SOURCE PASSAGE:
+ + + + + + +

Disturbing - As Reported in the Decatur Daily's Sunday Edition "Did telephone service shortchange Morgan? Who owes Who?

I read the article in the Sunday Edition of the Decatur Daily in regards to the ongoing complaint of the jail telephone system for MCSO.  I have some comments and questions that I believe are relevant  in the Contract effort between the sheriff's office and Telmate.

But first.  Sheriff Franklin, when you say you are declining to comment on any possible fraud found by Secured Perimeters, you may want to keep your mouth shut.  Lois Lerner an IRS official declined to comment then kept right on talking after pleading the 5th Amendment on the incident of mishandling the Tea Parties information.

Now second but by no means second.  The people who have been hurt the most in the conundrum and allegations of telephone service over charges would be the inmates and their families who suffer the financial burden of trying to communicate with their loved ones.  If Telmate or any other service provider is overcharging they should be punished.  On the other hand, please answer these questions for the citizens.

Question 1.  Was the Telmate Contract let under competitive bid w/the MSCO or the County Commission?  I believe it was let with the MCSO in 2008.  I believe the contract requires that the county receive 48 percent of the gross revenues for all completed collect calls and 58 percent of gross revenues for all completed calls from debit or prepaid card.  I did not see any checks written to the Morgan County Commission for the Telmate services in the MCSO general funds ledger, Jail Inmate Ledger, or the Jail Store Account for.

+ + + + + + +

RECORDED INFORMATION:
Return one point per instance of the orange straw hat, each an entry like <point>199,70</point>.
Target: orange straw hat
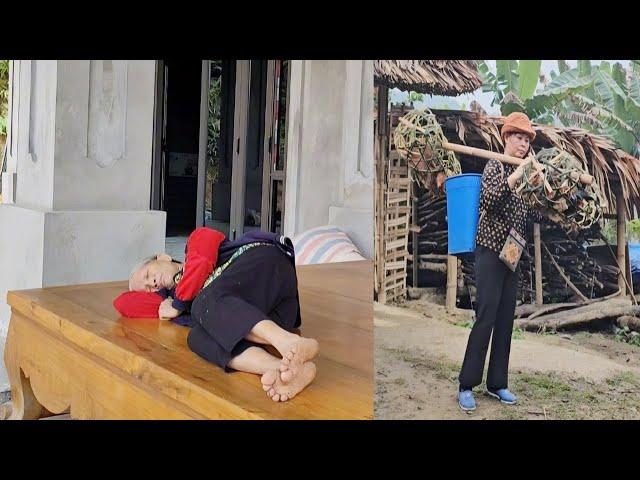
<point>517,122</point>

+ + + + + + +

Using the letter about the jail telephone contract, answer these:
(a) In which edition of which newspaper did the writer read the article?
(b) Who does the writer say have been hurt the most by the telephone overcharge allegations?
(c) What share of gross revenues from completed collect calls does the writer believe the contract requires the county to receive?

ANSWER TO THE EXERCISE:
(a) The Sunday Edition of the Decatur Daily.
(b) The inmates and their families.
(c) 48 percent.